EXTRACTED RECORDS →
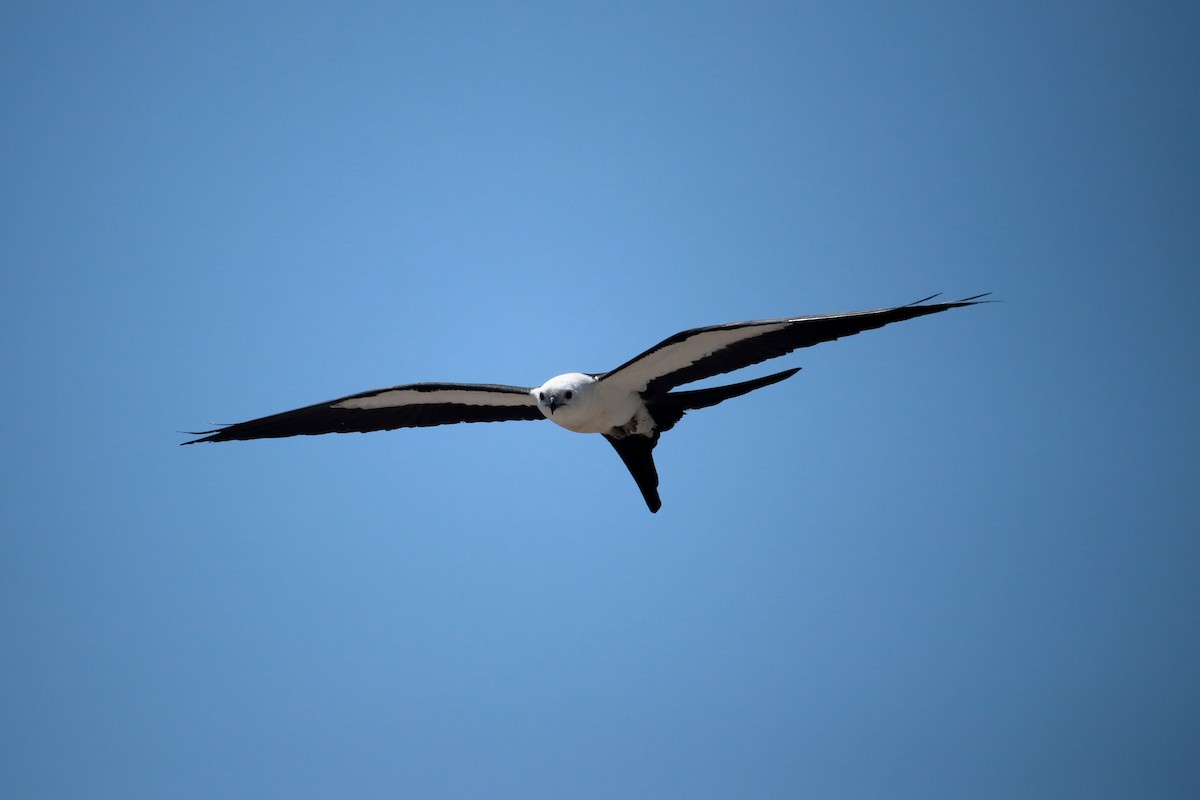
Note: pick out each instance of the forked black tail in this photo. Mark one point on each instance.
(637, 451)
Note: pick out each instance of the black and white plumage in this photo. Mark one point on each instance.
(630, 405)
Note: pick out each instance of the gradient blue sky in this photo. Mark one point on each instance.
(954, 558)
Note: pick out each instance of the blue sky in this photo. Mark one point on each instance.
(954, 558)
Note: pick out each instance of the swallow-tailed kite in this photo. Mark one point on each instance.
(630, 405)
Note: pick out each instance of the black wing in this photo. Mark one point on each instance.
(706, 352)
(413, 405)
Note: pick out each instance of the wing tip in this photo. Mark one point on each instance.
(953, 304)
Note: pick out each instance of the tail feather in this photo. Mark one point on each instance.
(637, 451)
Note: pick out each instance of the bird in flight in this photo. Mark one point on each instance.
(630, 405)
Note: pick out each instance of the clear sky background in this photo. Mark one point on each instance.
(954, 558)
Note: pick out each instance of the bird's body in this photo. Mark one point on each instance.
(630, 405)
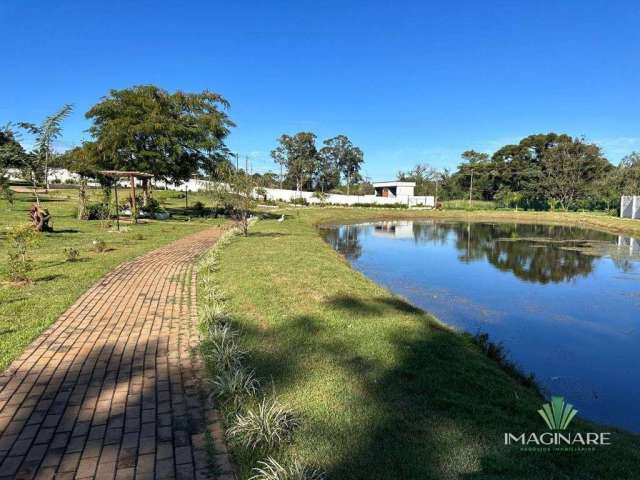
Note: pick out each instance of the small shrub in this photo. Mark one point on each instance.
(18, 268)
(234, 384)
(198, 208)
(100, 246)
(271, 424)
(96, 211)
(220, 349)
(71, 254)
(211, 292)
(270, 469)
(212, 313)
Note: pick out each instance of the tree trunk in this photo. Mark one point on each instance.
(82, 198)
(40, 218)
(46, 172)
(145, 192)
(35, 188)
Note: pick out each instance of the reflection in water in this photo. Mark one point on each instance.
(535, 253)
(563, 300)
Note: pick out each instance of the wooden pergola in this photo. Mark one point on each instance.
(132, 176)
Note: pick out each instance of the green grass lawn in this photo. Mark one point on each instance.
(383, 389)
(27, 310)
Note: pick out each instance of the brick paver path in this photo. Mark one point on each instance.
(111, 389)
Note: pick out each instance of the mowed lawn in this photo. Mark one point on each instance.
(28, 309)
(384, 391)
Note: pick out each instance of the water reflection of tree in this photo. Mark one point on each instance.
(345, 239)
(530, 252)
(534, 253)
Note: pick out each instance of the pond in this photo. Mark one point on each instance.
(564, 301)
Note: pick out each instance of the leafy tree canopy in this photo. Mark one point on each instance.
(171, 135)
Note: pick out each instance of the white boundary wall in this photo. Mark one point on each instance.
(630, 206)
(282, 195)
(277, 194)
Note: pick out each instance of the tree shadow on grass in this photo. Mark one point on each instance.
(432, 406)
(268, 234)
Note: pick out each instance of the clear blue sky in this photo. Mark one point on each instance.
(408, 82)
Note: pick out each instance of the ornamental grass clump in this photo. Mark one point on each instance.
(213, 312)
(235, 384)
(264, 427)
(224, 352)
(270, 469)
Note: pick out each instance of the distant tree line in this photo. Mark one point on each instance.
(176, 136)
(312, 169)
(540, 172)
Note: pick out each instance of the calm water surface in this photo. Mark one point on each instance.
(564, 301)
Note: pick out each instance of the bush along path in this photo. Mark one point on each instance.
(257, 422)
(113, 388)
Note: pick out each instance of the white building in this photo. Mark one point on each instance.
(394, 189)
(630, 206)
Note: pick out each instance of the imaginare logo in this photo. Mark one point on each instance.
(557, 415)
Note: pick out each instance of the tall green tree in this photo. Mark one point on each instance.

EXERCISE OBJECTIVE → What is needed here is an exact transcription of every record above, with images excluded.

PROBLEM SOLUTION →
Note: pick out each instance of the forked black tail in this photo. Mark one point on each instance.
(637, 451)
Note: pick out each instance of the black and white plumage in this photo. Mark one point on each instance.
(630, 405)
Note: pick out each instance of the gradient blue sky in this photo. Mark one point on each instance.
(954, 558)
Note: pick out each instance of the blue sky in this photo. Mark one point on each instance.
(954, 558)
Note: pick out each instance of the swallow-tailed kite in this photo. Mark one point on each instance.
(630, 405)
Note: pick out each instance of the black wing in this photo. Mark one point on each instance.
(706, 352)
(413, 405)
Note: pick out each instance of the wing tip in this photo. Mark one point on each instance.
(953, 304)
Note: pick out each instance of the tail feather in this photo. Mark one point on each instance.
(637, 451)
Note: pick out each instance of the bird in flight in this photo. Mark one point on each instance.
(630, 405)
Note: pick out each instance of the clear sky background in this photo. Mark one point on each instance.
(954, 558)
Note: pick out each instance of the bird's body in this photo. Mark one point on each instance.
(630, 405)
Note: pick out each instance of the small shrub in this photo. Mark one point on each instance.
(18, 268)
(234, 384)
(198, 208)
(100, 246)
(271, 424)
(96, 211)
(220, 349)
(71, 254)
(211, 292)
(270, 469)
(212, 313)
Note: pick out each instance of the tree trunk in this photo. Mark one point on each instance.
(82, 198)
(40, 218)
(46, 172)
(145, 192)
(35, 188)
Note: pick out each instance of the reflection in water in this photo. Mark one point on each instance.
(535, 253)
(563, 300)
Note: pick out each instance of the wooden pergola in this photo. Mark one point on each instance.
(132, 176)
Note: pick out each instance of the green grass lawn in this photo. Mark one point on each instance.
(383, 389)
(27, 310)
Note: pick out each instance of the brick paver path in this photo. Mark one point on each instance.
(111, 389)
Note: pick out each instance of the mowed lawn in this photo. Mark one point on each instance.
(28, 309)
(384, 391)
Note: pick out each instance of the water reflection of tree in this photo. Mark one point on each instance.
(345, 239)
(530, 252)
(534, 253)
Note: pick out each instance of the pond in this photo. Mark one point on each instance.
(564, 301)
Note: pick out each instance of the leafy tree canopy in this photo. Mark one point on each instance.
(171, 135)
Note: pick out each instance of the white boundary wall in this photo. Mark one point on each instance.
(630, 206)
(282, 195)
(277, 194)
Note: pick out each instance of the tree shadow on grass in this photo. Mark one point on each instance.
(432, 406)
(268, 234)
Note: pick out each instance of the clear blue sky in this photo. Mark one point on each instance.
(408, 82)
Note: pick out each instance of the ornamental grass clump in this photo. Mark one point on each instance.
(213, 312)
(235, 384)
(264, 427)
(224, 352)
(270, 469)
Note: pick out each instance of the distant tree line in this photo. Mark one point on each instance.
(176, 136)
(312, 169)
(540, 172)
Note: pick out each instance of the calm water surface in this photo. Mark one point on each instance.
(564, 301)
Note: pick out each instance of the bush along path in this photo. Mark one point on each instance.
(257, 422)
(113, 388)
Note: pick out each instance of the white building in this photo. Mark one point on each instance.
(394, 189)
(630, 206)
Note: pick out each instance of the imaginare logo in this photo. Mark one point on each instance.
(557, 415)
Note: pick out each instance of the tall green tree in this photo. Mark one point on each instance.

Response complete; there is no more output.